■ Yang Perlu Dikerjakan:
**1.** Jawablah pertanyaan berikut berdasarkan kutipan tentang penentuan awal puasa.
(a) Menurut prinsip wilayatul hukm, daerah dalam radius berapa dari pusat rukyat yang bisa mengikuti hasil rukyat itu?
(b) Dari siapa hadis-hadis shahih yang menjadi dasar pendapat tersebut diriwayatkan?
(c) Menurut Sayyid Sabiq, apa yang wajib atas seluruh negeri kapan saja penduduk suatu negeri melihat hilal?
**2.** Siapa saja tokoh perorangan yang disebut dalam kutipan tentang penentuan awal puasa?

Prinsip wilayatul hukm konon diambil dari pendapat Imam Syafii tentang mathla’ (tempat lahirnya bulan). Intinya, jika satu kawasan melihat bulan, maka daerah dengan radius 24 farsakh dari pusat rukyat bisa mengikuti hasil rukyat itu. Adapun daerah di luar radius itu boleh melakukan rukyat sendiri. Pendapat ini didasarkan pada beberapa hadis shahih yang diriwayatkan dari Kuraib.
Namun,
jumhur ulama tidak menganggap perbedaan penentuan awal dan akhir puasa
karena perbedaan mathla’. Sayyid Sabiq menyatakan, “Menurut jumhur, tidak dianggap adanya perbedaan mathla’ (ikhtilâf al-mathâli’).
Oleh karena itu kapan saja penduduk suatu negeri melihat hilal, maka
wajib atas seluruh negeri berpuasa karena sabda Rasulullah saw.,
‘Puasalah kalian karena melihat hilal dan berbukalah karena melihatnya.’
Seruan ini bersifat umum mencakup seluruh umat. Jadi siapa saja di
antara mereka yang melihat hilal; di tempat mana pun, maka rukyat itu
berlaku bagi mereka semuanya.”

■ Baris Daftar:

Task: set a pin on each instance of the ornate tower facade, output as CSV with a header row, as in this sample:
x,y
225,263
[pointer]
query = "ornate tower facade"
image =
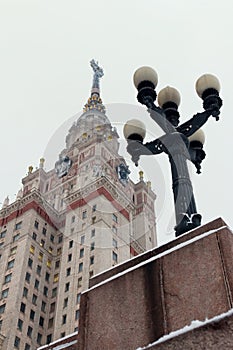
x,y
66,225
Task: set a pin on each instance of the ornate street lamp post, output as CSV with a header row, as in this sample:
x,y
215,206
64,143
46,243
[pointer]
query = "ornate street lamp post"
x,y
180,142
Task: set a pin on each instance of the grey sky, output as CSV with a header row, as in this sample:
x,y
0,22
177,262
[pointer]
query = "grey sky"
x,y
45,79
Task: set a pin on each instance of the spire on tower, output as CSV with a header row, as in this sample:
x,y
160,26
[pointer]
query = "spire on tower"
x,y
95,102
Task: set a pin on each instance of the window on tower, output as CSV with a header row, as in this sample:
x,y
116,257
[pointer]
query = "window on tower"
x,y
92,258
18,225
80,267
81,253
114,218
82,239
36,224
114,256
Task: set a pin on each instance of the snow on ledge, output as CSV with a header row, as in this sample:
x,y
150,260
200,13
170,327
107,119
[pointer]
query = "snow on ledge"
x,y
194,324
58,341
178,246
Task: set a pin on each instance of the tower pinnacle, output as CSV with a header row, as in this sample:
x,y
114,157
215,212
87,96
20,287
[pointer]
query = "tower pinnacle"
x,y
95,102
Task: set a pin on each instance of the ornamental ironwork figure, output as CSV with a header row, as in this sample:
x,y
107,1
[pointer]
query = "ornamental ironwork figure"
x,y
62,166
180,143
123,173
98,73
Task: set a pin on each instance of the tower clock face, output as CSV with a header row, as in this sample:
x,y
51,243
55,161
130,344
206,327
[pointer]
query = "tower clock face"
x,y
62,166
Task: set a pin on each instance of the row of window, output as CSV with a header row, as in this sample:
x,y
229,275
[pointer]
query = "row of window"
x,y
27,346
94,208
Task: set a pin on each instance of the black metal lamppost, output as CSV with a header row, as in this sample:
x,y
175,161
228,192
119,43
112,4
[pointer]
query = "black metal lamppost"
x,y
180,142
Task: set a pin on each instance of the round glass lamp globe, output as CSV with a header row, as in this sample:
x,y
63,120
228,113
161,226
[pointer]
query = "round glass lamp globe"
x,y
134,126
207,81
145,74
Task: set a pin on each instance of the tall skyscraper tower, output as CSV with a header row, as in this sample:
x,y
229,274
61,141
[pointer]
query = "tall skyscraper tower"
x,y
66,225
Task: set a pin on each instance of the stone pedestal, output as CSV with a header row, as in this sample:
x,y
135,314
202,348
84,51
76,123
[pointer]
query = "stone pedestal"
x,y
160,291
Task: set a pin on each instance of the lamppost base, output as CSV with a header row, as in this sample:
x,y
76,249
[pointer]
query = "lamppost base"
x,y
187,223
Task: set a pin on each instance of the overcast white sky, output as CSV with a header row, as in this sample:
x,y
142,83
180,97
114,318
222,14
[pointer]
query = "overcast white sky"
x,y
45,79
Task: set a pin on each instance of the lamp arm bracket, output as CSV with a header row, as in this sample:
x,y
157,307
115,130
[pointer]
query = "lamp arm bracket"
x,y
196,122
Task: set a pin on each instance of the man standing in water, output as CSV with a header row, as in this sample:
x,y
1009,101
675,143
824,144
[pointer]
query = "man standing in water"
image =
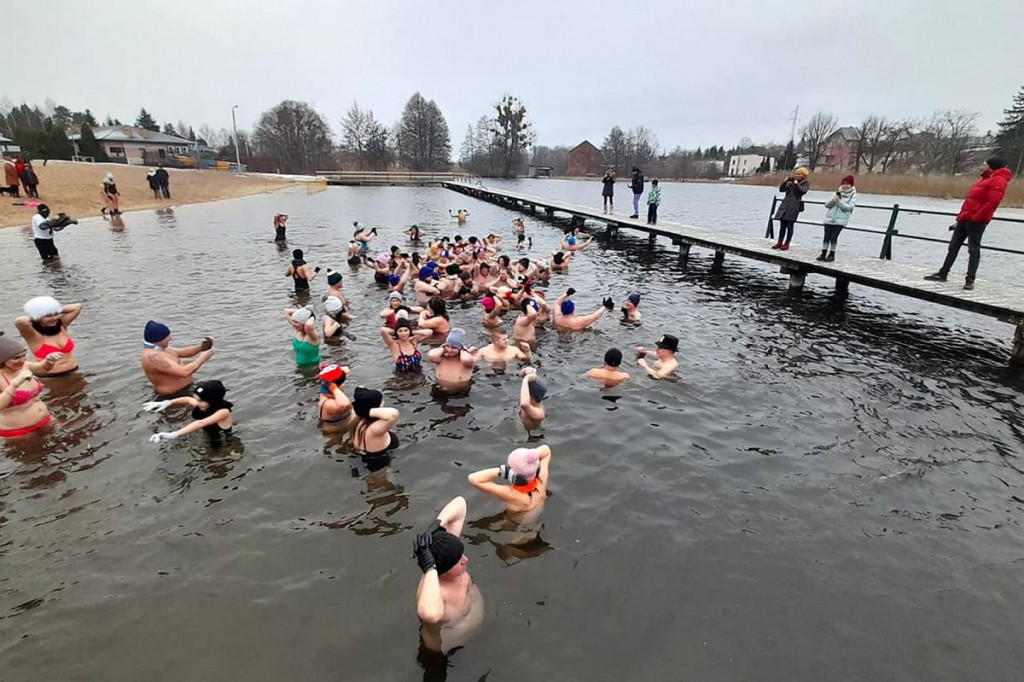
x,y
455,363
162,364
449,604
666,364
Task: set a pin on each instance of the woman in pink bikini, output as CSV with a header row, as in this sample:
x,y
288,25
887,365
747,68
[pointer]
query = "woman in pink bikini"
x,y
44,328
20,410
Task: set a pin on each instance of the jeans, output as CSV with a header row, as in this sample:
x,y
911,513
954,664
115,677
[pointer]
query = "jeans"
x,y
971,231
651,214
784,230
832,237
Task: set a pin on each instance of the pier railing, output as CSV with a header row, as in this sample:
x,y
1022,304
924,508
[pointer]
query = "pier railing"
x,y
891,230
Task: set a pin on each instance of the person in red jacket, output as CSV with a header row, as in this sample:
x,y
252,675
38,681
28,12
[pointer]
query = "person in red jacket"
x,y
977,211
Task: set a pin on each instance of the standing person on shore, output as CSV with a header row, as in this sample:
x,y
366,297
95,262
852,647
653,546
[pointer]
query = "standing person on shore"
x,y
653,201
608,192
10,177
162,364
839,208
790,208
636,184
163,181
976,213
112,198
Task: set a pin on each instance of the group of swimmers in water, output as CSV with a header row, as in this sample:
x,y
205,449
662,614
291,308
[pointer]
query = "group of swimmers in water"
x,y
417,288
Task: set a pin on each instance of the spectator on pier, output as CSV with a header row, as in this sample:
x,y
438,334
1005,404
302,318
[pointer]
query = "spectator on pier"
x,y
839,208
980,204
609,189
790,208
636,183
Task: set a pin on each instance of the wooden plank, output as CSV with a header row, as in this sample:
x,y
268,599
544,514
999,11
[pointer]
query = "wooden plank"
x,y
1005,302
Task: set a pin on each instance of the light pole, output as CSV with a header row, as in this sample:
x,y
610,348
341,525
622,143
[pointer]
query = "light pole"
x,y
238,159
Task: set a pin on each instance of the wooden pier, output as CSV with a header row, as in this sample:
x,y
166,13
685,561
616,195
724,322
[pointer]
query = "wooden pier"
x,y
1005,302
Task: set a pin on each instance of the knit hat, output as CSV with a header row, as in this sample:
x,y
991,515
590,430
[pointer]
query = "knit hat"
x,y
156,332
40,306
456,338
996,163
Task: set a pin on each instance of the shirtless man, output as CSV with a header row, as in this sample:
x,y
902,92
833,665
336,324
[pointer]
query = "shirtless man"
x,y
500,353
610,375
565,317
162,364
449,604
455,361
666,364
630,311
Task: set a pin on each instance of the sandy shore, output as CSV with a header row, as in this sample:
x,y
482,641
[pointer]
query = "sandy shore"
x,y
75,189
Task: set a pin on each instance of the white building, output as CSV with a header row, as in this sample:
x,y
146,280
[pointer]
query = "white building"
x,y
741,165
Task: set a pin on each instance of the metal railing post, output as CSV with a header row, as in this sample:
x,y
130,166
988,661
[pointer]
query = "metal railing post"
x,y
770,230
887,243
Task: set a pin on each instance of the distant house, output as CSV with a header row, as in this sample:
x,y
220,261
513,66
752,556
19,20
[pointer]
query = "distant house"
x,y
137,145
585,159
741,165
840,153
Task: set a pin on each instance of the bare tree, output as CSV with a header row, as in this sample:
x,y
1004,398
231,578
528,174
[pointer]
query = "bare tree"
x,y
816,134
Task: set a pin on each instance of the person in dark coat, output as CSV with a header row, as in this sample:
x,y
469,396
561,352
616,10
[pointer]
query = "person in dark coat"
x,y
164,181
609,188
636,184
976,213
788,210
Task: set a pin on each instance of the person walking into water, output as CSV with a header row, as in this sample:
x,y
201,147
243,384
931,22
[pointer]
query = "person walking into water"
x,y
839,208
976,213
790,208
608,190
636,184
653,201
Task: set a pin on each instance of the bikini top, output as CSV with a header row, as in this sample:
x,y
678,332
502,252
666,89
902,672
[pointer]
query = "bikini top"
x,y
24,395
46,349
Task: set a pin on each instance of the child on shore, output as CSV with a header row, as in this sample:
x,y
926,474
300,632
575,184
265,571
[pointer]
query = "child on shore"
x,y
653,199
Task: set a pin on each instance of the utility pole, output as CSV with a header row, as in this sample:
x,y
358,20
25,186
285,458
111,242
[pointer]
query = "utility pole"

■ Jawaban Tiap Tugas:
**1.**
(a) 24 farsakh
(b) Kuraib
(c) Berpuasa

**2.** Imam Syafii, Kuraib, Sayyid Sabiq, Rasulullah saw.